**** Texto de estudo

Por Clara Viterbo Nery (claravnery@usp.br)
Originalidade. Talvez essa tenha sido a palavra mais utilizada para descrever a Pixar ao longo dos anos. Um estúdio de animação que começou fazendo apenas curtas e comerciais revolucionou completamente o mercado cinematográfico com o lançamento de Toy Story (1995), o primeiro filme de animação completamente computadorizado em 3D. O seu estilo e suas narrativas únicas fizeram tanto sucesso que se transformaram em uma das maiores referências para filmes animados em todo o mundo, reforçando a ideia de originalidade que o estúdio passava ao público.
No entanto, com o passar dos anos e das inúmeras inovações que surgiram no setor de animação — especialmente após o lançamento de Homem-Aranha no Aranhaverso (Spider-Man: Into the Spider-Verse, 2018) — o estilo do estúdio deixou de ser revolucionário e atrativo ao público como antes. Com poucos sucessos pós-pandemia e a dificuldade de emplacar histórias originais em meio a um mercado de animação cada vez mais diverso, uma dúvida surge: Qual é o futuro da Pixar?

********
**** Trechos de dados

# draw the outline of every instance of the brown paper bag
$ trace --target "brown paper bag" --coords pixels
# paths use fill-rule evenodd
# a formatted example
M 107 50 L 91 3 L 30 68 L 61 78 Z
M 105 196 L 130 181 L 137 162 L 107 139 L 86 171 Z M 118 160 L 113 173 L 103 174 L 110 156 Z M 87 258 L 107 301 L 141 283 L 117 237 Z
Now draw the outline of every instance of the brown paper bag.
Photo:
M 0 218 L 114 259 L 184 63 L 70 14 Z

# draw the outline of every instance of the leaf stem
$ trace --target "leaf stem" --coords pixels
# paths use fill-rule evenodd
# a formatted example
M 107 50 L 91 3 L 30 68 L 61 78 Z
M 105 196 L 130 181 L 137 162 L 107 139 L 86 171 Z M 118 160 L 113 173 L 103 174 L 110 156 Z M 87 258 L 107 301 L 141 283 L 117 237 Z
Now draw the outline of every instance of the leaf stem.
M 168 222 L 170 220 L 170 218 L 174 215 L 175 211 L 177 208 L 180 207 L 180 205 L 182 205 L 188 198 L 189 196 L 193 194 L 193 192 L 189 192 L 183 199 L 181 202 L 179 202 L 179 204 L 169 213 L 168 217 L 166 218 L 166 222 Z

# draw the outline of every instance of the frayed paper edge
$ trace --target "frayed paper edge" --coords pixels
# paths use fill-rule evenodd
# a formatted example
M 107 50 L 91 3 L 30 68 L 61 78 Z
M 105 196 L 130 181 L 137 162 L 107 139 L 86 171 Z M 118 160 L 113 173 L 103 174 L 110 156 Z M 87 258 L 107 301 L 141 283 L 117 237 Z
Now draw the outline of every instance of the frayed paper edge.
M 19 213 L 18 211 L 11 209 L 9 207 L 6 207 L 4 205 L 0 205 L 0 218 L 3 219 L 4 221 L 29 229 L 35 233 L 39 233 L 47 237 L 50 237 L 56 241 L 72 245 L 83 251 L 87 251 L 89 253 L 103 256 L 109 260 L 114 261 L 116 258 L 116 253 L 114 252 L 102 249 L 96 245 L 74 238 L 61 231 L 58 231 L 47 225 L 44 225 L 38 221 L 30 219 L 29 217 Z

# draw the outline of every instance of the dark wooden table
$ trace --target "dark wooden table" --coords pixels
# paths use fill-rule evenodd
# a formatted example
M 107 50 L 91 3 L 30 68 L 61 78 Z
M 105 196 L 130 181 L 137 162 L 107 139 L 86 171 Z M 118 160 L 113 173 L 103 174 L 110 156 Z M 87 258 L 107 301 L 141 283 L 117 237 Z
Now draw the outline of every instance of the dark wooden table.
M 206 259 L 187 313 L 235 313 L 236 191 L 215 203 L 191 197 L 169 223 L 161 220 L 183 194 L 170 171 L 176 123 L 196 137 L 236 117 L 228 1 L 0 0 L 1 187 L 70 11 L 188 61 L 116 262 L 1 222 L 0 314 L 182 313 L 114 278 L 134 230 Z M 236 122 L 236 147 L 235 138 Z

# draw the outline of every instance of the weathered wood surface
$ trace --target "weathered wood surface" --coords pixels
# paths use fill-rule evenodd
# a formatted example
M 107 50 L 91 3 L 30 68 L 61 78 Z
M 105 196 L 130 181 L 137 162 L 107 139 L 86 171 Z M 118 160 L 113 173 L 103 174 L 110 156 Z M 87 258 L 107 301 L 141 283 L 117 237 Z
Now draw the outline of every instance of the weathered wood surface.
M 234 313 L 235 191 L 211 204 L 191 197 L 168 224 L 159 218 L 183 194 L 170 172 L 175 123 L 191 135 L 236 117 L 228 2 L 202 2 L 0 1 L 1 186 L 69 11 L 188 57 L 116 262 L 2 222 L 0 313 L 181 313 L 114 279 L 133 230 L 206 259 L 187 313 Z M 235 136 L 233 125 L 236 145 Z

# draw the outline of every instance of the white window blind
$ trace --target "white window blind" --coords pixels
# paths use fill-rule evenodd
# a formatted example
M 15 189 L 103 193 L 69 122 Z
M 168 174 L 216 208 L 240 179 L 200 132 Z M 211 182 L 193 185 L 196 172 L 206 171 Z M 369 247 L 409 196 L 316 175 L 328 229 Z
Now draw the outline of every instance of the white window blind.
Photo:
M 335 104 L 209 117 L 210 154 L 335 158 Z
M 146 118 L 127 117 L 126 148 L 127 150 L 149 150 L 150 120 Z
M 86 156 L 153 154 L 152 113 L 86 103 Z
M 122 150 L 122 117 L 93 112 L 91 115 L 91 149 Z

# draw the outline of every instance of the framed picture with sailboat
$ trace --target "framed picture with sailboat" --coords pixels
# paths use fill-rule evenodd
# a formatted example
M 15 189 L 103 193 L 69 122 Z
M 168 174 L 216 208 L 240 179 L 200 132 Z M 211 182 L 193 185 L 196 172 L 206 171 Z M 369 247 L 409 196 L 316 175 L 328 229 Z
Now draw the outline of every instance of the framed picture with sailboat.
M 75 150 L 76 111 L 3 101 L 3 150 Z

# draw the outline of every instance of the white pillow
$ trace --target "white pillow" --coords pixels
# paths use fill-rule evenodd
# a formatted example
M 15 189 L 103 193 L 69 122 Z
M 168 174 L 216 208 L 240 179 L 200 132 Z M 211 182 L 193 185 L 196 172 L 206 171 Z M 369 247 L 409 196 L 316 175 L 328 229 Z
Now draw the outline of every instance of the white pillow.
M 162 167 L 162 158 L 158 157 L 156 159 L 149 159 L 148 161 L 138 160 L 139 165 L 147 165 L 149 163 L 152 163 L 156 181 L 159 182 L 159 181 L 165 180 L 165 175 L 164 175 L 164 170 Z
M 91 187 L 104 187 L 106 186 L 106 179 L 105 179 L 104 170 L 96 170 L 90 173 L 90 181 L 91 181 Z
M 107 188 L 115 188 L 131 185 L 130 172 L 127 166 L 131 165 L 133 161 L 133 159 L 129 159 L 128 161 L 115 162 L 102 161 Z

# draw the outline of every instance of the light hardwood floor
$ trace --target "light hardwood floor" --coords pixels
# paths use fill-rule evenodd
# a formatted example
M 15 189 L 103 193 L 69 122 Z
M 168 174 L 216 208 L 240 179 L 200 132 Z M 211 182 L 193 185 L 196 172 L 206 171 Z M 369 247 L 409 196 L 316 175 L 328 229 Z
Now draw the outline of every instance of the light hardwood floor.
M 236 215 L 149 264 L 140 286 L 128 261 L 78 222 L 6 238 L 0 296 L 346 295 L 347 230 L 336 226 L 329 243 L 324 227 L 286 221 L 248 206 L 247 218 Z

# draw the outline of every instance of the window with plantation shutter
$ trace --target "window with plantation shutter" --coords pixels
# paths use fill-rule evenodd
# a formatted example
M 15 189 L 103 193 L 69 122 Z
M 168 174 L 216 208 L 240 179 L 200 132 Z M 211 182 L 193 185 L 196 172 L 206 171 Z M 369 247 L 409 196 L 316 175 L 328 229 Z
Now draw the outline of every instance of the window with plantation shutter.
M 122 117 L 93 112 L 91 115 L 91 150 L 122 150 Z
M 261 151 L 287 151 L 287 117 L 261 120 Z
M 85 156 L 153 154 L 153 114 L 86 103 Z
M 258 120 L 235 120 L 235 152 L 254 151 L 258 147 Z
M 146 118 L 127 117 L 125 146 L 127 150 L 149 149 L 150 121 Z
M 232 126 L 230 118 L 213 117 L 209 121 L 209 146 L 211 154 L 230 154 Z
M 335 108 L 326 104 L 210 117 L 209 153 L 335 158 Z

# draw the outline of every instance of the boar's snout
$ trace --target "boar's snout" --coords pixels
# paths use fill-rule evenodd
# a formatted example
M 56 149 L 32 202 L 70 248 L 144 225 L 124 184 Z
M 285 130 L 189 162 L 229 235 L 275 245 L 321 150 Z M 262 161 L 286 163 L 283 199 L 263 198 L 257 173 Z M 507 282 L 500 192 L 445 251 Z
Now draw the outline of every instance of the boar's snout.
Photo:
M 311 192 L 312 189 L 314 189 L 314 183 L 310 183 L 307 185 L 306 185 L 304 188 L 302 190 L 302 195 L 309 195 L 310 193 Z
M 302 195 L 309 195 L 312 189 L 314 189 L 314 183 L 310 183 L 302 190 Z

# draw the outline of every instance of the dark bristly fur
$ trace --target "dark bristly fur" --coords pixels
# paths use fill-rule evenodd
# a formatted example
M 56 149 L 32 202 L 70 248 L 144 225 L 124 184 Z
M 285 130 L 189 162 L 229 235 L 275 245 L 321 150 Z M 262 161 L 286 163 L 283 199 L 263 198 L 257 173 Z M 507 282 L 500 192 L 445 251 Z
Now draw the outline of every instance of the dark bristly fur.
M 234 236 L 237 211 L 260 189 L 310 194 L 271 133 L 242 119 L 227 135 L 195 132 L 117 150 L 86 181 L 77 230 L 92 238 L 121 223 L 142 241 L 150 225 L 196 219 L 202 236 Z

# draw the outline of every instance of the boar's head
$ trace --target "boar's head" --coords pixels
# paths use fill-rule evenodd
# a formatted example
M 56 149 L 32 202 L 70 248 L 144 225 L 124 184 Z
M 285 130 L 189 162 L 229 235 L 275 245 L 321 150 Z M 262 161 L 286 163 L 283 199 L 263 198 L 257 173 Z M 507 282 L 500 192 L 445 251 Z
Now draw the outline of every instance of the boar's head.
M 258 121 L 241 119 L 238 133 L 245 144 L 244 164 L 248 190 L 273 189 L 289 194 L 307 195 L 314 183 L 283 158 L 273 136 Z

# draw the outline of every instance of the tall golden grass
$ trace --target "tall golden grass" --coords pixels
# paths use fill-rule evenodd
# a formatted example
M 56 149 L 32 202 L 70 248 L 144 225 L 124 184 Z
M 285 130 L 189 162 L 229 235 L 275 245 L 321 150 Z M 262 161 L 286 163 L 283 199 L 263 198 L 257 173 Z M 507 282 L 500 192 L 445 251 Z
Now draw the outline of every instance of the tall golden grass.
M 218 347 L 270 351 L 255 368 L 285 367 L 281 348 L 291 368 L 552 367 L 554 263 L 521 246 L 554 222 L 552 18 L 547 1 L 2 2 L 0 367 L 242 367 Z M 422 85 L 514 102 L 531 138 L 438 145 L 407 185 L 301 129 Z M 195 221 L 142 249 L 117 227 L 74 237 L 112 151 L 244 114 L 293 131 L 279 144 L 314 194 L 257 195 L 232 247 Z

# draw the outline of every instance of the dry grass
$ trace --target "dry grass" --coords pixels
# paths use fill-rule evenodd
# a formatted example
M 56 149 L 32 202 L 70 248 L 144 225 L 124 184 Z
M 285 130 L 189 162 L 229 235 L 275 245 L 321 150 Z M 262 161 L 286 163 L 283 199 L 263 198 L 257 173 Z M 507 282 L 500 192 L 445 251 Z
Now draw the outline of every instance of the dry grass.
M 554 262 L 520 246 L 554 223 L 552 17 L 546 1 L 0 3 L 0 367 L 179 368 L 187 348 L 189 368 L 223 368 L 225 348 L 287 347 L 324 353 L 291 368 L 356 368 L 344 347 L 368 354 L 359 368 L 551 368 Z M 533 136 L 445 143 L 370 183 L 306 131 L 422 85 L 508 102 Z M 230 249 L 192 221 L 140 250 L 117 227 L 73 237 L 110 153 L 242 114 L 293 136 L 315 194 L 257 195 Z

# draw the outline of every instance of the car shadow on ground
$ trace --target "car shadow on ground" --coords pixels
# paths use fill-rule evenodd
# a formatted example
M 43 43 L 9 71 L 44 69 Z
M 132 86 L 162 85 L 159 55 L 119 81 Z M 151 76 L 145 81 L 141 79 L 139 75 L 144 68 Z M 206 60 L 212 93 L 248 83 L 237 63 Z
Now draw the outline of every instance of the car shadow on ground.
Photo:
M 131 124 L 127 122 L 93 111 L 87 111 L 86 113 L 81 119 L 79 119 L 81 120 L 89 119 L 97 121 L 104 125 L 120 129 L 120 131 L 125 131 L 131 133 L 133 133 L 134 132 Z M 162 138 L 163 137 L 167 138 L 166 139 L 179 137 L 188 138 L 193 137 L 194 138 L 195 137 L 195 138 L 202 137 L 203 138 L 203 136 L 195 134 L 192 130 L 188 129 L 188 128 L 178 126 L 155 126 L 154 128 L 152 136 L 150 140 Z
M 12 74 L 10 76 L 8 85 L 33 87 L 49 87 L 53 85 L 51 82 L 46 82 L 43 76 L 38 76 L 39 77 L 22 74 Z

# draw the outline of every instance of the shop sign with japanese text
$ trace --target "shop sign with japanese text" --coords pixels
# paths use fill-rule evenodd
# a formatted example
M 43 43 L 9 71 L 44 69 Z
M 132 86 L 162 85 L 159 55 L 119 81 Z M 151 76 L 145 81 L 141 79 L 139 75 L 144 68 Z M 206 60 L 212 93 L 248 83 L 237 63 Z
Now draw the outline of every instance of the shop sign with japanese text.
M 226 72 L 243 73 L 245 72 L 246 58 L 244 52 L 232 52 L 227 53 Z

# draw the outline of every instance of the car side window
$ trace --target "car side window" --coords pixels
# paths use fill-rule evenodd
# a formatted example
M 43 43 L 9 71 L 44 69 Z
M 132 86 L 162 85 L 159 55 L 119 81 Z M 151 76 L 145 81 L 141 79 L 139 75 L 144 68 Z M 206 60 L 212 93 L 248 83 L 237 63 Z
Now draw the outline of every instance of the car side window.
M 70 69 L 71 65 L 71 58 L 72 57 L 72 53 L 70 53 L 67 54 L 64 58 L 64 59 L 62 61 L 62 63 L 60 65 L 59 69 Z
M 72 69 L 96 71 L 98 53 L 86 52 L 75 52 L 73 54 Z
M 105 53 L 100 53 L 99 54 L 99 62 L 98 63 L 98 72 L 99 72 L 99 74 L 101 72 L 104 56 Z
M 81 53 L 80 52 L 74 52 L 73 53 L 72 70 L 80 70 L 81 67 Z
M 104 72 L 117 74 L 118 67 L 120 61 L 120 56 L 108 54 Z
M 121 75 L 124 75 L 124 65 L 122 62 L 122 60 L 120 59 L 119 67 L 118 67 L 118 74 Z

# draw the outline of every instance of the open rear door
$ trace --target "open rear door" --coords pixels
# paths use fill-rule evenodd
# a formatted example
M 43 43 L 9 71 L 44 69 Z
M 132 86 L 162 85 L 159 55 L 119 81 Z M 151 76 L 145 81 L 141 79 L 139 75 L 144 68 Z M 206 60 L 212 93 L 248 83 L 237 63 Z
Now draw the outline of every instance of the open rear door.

********

Explore o material
1. Transcreva do texto sobre a Pixar o trecho que vai de "No entanto, com" até "futuro da Pixar?", incluindo essas palavras.
2. Escreva a continuação do texto sobre a Pixar, começando logo depois da última frase.

Respostas
1.
No entanto, com o passar dos anos e das inúmeras inovações que surgiram no setor de animação — especialmente após o lançamento de Homem-Aranha no Aranhaverso (Spider-Man: Into the Spider-Verse, 2018) — o estilo do estúdio deixou de ser revolucionário e atrativo ao público como antes. Com poucos sucessos pós-pandemia e a dificuldade de emplacar histórias originais em meio a um mercado de animação cada vez mais diverso, uma dúvida surge: Qual é o futuro da Pixar?

2.
O começo de uma revolução
Fundada em 1986, a criação da Pixar Animation Studios veio da aquisição, por parte de Steve Jobs, da divisão de efeitos especiais da Lucasfilm, juntamente com a equipe de animadores sob o comando de John Lasseter, que assumiu o cargo de diretor criativo do estúdio. Como uma empresa independente que ainda não tinha capital suficiente, a Pixar começou a trabalhar com o CGI e outros efeitos especiais. Esses recursos já eram utilizados pelos funcionários desde a Lucasfilm, quando começaram a produzir comerciais animados para alcançar o seu primeiro grande objetivo: a produção do primeiro longa animado completamente computadorizado.
Mesmo com diversos trabalhos e parcerias nos seus primeiros nove anos de existência, um acabou tornando-se essencial para o verdadeiro sucesso do estúdio. Pixar e Disney começaram sua colaboração ainda no primeiro ano da empresa, quando o Walt Disney Studios fechou uma parceria para utilização do CAPS (Computer Animation Production System), sistema computadorizado de animação da Pixar. Desde então, as companhias se tornaram grandes parceiras e passaram a ter suas trajetórias intrinsecamente ligadas em 1991, quando a Disney fechou um contrato de distribuição para um filme de animação computadorizada.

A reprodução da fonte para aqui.